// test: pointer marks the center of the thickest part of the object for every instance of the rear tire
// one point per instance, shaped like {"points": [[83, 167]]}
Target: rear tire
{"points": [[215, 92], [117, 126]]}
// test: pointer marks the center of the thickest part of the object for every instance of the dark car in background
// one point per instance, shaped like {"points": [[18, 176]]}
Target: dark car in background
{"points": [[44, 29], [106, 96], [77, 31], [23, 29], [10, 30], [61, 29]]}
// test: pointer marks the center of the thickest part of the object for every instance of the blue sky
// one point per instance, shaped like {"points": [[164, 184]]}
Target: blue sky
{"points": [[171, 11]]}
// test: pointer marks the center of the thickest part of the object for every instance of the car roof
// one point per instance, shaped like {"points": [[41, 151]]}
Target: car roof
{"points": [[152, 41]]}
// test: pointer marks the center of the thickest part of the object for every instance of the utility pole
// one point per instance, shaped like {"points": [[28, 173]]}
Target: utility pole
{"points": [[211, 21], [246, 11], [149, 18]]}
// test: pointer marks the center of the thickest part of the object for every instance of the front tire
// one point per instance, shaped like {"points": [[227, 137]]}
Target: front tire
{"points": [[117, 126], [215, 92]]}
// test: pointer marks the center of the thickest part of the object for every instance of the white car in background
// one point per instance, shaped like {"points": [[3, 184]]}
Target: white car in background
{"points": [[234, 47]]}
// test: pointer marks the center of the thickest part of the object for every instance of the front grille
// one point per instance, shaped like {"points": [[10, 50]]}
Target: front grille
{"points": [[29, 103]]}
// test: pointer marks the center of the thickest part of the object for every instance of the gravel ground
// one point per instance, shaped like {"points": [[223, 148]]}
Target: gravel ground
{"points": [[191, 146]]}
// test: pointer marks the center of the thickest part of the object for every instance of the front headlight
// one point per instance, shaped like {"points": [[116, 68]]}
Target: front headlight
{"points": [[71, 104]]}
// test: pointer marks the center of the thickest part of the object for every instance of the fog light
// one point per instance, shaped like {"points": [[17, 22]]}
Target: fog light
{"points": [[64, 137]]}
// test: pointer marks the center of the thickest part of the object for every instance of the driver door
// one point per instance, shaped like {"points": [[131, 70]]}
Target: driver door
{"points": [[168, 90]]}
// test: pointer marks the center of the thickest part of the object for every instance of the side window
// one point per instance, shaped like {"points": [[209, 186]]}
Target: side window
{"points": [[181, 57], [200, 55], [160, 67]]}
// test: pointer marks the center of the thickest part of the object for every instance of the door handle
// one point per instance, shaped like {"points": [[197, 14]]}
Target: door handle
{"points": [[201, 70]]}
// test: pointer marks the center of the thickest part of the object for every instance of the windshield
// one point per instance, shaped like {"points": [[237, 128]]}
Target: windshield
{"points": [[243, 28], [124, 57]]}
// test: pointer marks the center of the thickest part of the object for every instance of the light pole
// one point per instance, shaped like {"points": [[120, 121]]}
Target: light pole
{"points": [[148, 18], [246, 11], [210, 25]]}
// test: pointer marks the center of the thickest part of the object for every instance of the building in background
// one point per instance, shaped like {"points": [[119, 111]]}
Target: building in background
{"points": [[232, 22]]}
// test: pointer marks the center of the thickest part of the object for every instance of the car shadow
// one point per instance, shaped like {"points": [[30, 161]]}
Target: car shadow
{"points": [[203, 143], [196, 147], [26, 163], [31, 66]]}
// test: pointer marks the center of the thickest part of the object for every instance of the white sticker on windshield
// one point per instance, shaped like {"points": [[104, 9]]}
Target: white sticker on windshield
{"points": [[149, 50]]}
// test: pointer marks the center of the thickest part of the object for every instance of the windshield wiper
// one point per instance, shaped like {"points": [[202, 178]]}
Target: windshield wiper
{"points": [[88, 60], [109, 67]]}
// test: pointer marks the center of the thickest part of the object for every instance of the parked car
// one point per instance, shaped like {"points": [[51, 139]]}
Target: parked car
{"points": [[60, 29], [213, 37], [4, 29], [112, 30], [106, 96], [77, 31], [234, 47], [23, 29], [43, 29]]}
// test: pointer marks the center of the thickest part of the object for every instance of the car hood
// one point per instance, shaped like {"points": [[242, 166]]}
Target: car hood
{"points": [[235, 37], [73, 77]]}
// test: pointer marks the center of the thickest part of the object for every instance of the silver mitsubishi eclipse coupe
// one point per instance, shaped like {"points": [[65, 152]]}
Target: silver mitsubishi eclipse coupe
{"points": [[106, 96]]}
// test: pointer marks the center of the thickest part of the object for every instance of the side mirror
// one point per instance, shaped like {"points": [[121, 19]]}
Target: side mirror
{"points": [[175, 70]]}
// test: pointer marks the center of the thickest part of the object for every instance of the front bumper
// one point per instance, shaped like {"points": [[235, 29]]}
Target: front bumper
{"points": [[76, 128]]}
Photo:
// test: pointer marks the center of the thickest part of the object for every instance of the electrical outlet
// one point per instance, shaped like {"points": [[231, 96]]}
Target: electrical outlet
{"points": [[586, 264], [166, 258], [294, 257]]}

#####

EXERCISE DIRECTIONS = Word for word, extract all the records.

ANSWER TO THIS PROBLEM =
// test: pointer marks the center of the thickest part of the object for every instance of the rear tire
// one point per instance, shaped like {"points": [[83, 167]]}
Target: rear tire
{"points": [[215, 92], [117, 126]]}
// test: pointer marks the center of the thickest part of the object for every instance of the dark car in background
// one point per instance, shaped like {"points": [[18, 176]]}
Target: dark car in background
{"points": [[44, 29], [106, 96], [77, 31], [23, 29], [10, 30], [61, 29]]}
// test: pointer marks the center of the thickest part of the object for every instance of the blue sky
// one point per instance, shaped like {"points": [[164, 184]]}
Target: blue sky
{"points": [[171, 11]]}
// test: pointer marks the center of the thickest part of the object for every instance of the car roof
// one point per instance, shaped like {"points": [[41, 151]]}
Target: car roof
{"points": [[152, 41]]}
// test: pointer marks the center of the thickest part of the object for every instance of the utility pole
// one point per instance, shaped like {"points": [[28, 173]]}
Target: utility pole
{"points": [[211, 21], [246, 11], [149, 18]]}
// test: pointer marks the center of the thickest part of the object for every instance of the front tire
// one point per instance, shaped like {"points": [[227, 137]]}
Target: front tire
{"points": [[117, 126], [215, 92]]}
// test: pointer marks the center of the thickest part of the object for every instance of the white car in background
// one point per instance, shaped like {"points": [[3, 184]]}
Target: white car in background
{"points": [[234, 47]]}
// test: pointer marks the center of the thickest part of the object for every instance of the front grille
// one point per instance, shaped like {"points": [[10, 50]]}
Target: front grille
{"points": [[29, 103]]}
// test: pointer marks the center of the thickest part of the object for every instance of the gravel ground
// one point per instance, shaped like {"points": [[223, 148]]}
Target: gravel ground
{"points": [[191, 146]]}
// test: pointer marks the center of the thickest part of the object for every instance of the front headlight
// one point per instance, shaped like {"points": [[116, 68]]}
Target: front headlight
{"points": [[71, 104]]}
// test: pointer marks the center of the thickest part of the object for every instance of the fog light
// one point per instance, shaped like {"points": [[17, 22]]}
Target: fog light
{"points": [[64, 137]]}
// test: pointer marks the center of the thickest part of the object for every instance of the driver door
// one point per instance, shaped like {"points": [[131, 70]]}
Target: driver door
{"points": [[168, 90]]}
// test: pointer marks the center of the thickest part of the object for every instance of the side window
// one point per instance, shaped like {"points": [[209, 186]]}
Target: side window
{"points": [[181, 57], [200, 55], [160, 67]]}
// test: pointer marks the center of the thickest part of the object for every instance of the door handle
// one point per instance, shaped like {"points": [[197, 14]]}
Target: door handle
{"points": [[201, 70]]}
// test: pointer marks the center of the thickest part of the object for every instance of the windshield
// one point per instance, shaped like {"points": [[237, 128]]}
Target: windshield
{"points": [[243, 28], [124, 57]]}
// test: pointer marks the center of the thickest part of the object for every instance of the light pole
// one point per instance, shaped like {"points": [[120, 121]]}
Target: light pole
{"points": [[148, 18], [246, 11], [210, 25]]}
// test: pointer marks the center of the thickest part of the object for every instance of the building in background
// one point per instance, shaped like {"points": [[119, 111]]}
Target: building in background
{"points": [[232, 22]]}
// test: pointer marks the center of the thickest part of the object for every instance of the car shadow
// one point per instance, shaped like {"points": [[30, 161]]}
Target: car shadow
{"points": [[203, 143], [196, 147], [26, 163], [31, 66]]}
// test: pointer marks the center of the thickest part of the object for every instance of the white sticker on windshield
// one point per instance, shaped like {"points": [[104, 9]]}
Target: white sticker on windshield
{"points": [[149, 50]]}
// test: pointer marks the center of the thickest part of the object for every instance of the windshield wiper
// one point per instance, shaped like {"points": [[202, 178]]}
Target: windshield wiper
{"points": [[88, 60], [109, 67]]}
// test: pointer marks the center of the thickest part of the object for every instance of the parked car
// one point per instance, shaped like {"points": [[51, 139]]}
Target: parked car
{"points": [[60, 29], [213, 37], [4, 29], [112, 30], [106, 96], [77, 31], [234, 47], [23, 29], [43, 29]]}
// test: pointer marks the center of the thickest part of the object for every instance of the car hood
// one point per instance, shaped like {"points": [[242, 166]]}
Target: car hood
{"points": [[235, 37], [73, 77]]}
// test: pointer marks the center of the thickest part of the object for every instance of the silver mitsubishi eclipse coupe
// one point per instance, shaped like {"points": [[65, 152]]}
Target: silver mitsubishi eclipse coupe
{"points": [[106, 96]]}
// test: pointer marks the center of the thickest part of the object for every instance of the side mirror
// one point per instance, shaped like {"points": [[121, 19]]}
Target: side mirror
{"points": [[175, 70]]}
// test: pointer marks the center of the thickest part of the object for every instance of the front bumper
// one point per instance, shaped like {"points": [[235, 29]]}
Target: front bumper
{"points": [[76, 128]]}
Photo:
// test: pointer marks the center of the thickest part of the object for every instance of the electrical outlet
// one point per instance, shaped like {"points": [[231, 96]]}
Target: electrical outlet
{"points": [[586, 264], [166, 258], [294, 257]]}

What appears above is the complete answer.